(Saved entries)
━━━━━━━━━━━━━━━━
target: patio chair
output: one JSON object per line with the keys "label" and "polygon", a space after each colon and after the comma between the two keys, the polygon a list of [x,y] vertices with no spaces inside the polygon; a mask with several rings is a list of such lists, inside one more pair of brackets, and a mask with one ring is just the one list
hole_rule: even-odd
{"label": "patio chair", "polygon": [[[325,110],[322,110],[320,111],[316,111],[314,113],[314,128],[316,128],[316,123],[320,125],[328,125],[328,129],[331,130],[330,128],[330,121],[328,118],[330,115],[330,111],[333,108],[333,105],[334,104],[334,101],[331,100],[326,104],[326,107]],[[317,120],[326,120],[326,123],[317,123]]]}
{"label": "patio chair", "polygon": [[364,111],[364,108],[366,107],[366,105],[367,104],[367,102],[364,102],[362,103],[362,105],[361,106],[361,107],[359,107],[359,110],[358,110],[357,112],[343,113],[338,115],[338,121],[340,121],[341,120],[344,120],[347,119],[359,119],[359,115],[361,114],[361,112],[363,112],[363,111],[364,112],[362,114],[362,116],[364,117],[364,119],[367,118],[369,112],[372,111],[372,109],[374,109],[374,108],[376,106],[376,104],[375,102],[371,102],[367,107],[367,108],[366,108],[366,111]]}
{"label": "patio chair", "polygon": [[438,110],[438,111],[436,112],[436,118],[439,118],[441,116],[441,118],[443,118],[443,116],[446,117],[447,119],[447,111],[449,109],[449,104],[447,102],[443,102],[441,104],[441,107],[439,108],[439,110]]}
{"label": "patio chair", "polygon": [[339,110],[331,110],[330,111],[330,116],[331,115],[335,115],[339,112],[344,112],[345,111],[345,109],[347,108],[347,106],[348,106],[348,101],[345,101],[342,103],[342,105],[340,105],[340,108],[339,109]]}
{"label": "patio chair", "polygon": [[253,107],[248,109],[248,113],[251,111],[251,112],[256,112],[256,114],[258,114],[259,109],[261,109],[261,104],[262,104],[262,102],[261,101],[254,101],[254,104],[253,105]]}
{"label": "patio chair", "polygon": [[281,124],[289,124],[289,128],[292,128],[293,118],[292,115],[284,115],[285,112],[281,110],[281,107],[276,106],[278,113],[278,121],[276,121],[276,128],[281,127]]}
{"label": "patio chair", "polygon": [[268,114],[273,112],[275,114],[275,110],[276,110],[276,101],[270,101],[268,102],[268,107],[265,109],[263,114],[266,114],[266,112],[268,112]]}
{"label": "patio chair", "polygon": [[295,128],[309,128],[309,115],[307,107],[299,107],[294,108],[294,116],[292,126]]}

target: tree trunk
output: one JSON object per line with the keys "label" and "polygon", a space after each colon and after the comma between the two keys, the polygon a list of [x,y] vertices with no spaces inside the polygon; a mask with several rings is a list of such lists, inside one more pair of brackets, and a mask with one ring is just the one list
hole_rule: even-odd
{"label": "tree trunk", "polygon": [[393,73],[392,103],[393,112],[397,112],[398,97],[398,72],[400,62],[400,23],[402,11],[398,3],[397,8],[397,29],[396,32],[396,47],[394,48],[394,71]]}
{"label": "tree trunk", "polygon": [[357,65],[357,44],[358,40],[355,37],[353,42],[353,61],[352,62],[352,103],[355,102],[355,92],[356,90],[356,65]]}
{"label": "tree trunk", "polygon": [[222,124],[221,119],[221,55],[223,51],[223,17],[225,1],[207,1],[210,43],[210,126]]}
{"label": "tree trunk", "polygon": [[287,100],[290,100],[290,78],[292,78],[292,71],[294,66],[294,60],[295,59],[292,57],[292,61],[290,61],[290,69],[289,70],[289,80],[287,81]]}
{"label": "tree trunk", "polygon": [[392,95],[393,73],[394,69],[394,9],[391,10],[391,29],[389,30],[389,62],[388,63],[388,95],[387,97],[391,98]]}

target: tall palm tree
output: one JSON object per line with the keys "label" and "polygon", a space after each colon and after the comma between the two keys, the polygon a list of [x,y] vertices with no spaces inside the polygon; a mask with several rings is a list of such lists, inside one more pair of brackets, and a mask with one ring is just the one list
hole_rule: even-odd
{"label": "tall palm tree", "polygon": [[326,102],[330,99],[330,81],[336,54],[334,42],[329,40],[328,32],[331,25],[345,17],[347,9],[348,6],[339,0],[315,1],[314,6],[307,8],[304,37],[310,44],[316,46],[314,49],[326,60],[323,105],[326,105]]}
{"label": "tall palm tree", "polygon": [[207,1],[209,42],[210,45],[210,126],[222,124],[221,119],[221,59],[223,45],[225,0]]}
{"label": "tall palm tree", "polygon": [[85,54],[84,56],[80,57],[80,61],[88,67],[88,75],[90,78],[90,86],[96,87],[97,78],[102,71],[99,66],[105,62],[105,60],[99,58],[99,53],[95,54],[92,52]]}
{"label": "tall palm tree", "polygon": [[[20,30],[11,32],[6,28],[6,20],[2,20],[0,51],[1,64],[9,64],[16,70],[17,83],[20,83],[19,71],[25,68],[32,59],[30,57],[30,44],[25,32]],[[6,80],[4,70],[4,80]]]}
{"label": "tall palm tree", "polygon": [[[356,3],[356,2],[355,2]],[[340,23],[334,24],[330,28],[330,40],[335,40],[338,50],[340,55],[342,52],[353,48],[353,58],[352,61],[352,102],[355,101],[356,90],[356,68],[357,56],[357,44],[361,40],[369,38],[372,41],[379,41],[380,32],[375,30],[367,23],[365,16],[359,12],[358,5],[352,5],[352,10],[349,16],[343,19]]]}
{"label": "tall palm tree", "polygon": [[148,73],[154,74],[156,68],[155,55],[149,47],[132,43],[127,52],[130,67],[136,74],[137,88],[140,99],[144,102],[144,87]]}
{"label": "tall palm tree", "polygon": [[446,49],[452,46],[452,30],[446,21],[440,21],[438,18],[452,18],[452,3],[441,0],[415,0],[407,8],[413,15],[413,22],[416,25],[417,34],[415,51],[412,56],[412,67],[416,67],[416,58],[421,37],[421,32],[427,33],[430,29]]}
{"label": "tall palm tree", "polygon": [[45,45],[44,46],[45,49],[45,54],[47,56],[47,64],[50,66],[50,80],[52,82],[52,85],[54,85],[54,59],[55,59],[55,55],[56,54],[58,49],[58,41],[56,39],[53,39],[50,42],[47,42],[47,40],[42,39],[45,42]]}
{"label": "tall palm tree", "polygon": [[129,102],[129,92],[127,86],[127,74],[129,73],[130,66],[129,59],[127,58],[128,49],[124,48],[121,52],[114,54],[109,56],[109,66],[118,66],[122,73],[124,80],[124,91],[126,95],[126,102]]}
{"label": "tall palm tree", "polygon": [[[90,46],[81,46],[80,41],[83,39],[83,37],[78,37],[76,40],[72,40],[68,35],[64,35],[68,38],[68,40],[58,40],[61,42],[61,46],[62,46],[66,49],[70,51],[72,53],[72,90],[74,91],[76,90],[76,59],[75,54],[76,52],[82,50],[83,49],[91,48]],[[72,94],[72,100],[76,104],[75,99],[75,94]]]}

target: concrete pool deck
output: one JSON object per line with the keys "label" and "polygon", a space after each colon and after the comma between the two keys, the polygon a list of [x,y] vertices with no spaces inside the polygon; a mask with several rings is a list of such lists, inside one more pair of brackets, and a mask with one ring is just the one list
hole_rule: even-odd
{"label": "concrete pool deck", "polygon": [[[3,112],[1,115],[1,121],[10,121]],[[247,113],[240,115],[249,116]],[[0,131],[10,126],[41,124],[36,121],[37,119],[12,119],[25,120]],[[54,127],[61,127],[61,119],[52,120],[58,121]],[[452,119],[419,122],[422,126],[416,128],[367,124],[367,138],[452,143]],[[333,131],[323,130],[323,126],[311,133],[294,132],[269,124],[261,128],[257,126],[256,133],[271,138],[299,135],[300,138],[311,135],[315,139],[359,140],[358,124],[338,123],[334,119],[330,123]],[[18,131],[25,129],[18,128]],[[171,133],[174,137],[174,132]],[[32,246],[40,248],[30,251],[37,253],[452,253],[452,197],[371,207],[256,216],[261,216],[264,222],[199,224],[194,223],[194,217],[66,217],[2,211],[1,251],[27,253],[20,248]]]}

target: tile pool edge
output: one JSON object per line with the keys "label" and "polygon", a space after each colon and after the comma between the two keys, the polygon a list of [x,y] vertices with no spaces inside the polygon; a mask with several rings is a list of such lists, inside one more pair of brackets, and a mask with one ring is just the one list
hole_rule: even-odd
━━━━━━━━━━━━━━━━
◆ **The task**
Copy the lines of the data from the line with "target: tile pool edge" through the end of the data, both ends included, without changing anything.

◆ **Written answer**
target: tile pool edge
output: one JSON object per line with the keys "label" and "polygon", a space after each colon and after the comma between the two keys, the polygon a list of [x,y] vertices with no spaces inside the polygon; a mask with several rings is a list of such lists, inside one more pair of brackets, and a mask with one ring is just the one list
hole_rule: even-odd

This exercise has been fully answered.